| Dataset |
★ ★ ★
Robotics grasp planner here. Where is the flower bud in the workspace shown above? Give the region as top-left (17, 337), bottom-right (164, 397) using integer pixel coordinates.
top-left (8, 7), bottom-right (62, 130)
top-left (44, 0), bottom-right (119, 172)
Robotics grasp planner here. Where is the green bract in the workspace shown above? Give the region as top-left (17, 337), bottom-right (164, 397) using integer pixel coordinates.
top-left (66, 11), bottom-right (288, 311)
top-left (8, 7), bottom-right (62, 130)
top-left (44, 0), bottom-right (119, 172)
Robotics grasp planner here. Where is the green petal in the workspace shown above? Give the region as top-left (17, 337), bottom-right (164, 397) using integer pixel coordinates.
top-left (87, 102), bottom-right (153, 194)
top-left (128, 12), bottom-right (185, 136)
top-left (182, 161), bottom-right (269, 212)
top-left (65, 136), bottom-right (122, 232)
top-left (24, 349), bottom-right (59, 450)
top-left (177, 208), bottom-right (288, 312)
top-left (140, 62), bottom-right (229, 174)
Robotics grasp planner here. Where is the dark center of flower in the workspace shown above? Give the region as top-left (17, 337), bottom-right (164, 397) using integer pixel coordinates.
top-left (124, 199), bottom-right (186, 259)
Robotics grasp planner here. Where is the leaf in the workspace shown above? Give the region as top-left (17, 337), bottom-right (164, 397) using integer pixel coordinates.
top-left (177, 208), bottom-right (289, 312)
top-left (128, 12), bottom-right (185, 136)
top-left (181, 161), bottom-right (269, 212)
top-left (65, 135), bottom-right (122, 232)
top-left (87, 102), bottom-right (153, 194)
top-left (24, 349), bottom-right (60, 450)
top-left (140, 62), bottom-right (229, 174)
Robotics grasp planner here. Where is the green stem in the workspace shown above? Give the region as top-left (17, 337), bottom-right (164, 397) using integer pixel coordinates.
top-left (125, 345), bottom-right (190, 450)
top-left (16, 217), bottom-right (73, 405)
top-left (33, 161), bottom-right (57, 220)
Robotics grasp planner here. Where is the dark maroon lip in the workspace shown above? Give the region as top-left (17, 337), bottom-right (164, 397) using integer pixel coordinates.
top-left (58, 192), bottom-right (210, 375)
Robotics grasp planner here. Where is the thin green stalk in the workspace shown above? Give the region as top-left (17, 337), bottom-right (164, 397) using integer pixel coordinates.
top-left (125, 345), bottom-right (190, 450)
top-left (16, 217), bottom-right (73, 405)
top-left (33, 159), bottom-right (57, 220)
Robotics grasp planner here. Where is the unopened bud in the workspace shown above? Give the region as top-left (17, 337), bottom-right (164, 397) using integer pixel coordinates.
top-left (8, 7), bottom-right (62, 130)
★ ★ ★
| Written problem |
Reproduce every line of the data above word for word.

| Written answer |
Robotics grasp planner here. Where is the flower bud in the workspace shown above? Give the region as top-left (17, 337), bottom-right (164, 397) using integer pixel coordinates.
top-left (8, 7), bottom-right (62, 130)
top-left (44, 0), bottom-right (119, 172)
Robotics grasp planner here. Where is the green bract in the workspace shown above? Give the region as top-left (17, 337), bottom-right (164, 397) using integer pixel coordinates.
top-left (66, 11), bottom-right (288, 311)
top-left (8, 7), bottom-right (62, 130)
top-left (44, 0), bottom-right (119, 172)
Robotics grasp planner here. Where is the green petal in the workspace shown above? Give the region as top-left (17, 337), bottom-right (164, 397) using integer pixel coordinates.
top-left (87, 102), bottom-right (153, 194)
top-left (128, 12), bottom-right (185, 136)
top-left (182, 161), bottom-right (269, 212)
top-left (65, 136), bottom-right (122, 232)
top-left (24, 349), bottom-right (59, 450)
top-left (177, 208), bottom-right (288, 312)
top-left (140, 62), bottom-right (229, 174)
Robotics grasp planner here. Where is the dark center of flower in the workspace shown above? Give the region as top-left (17, 337), bottom-right (164, 397) using integer pixel coordinates.
top-left (124, 199), bottom-right (186, 259)
Robotics grasp planner here. Where is the leaf in the workspace shown above? Give the region as top-left (17, 337), bottom-right (164, 397) using integer pixel coordinates.
top-left (177, 208), bottom-right (289, 312)
top-left (128, 12), bottom-right (185, 136)
top-left (181, 161), bottom-right (269, 212)
top-left (65, 135), bottom-right (122, 232)
top-left (87, 102), bottom-right (153, 194)
top-left (24, 349), bottom-right (60, 450)
top-left (140, 62), bottom-right (229, 174)
Robotics grasp planner here. Where is the green stem in the workspace shown above? Give the region as top-left (17, 337), bottom-right (164, 397) using integer pixel coordinates.
top-left (125, 345), bottom-right (190, 450)
top-left (16, 217), bottom-right (73, 405)
top-left (33, 161), bottom-right (57, 220)
Robotics grasp planner here. Where is the dark maroon lip in the workspace shown above? Give the region as top-left (17, 337), bottom-right (164, 397) using integer pixel coordinates.
top-left (58, 192), bottom-right (210, 375)
Robotics grasp planner here. Where is the thin green stalk in the workspace shown above? Give the region as top-left (17, 337), bottom-right (164, 397) using integer pixel coordinates.
top-left (125, 345), bottom-right (190, 450)
top-left (16, 217), bottom-right (73, 405)
top-left (33, 159), bottom-right (57, 220)
Robotics grasp planner here. Where is the unopened bud in the workspace shown above? Give the region as top-left (17, 337), bottom-right (164, 397) using integer pixel coordinates.
top-left (8, 7), bottom-right (62, 130)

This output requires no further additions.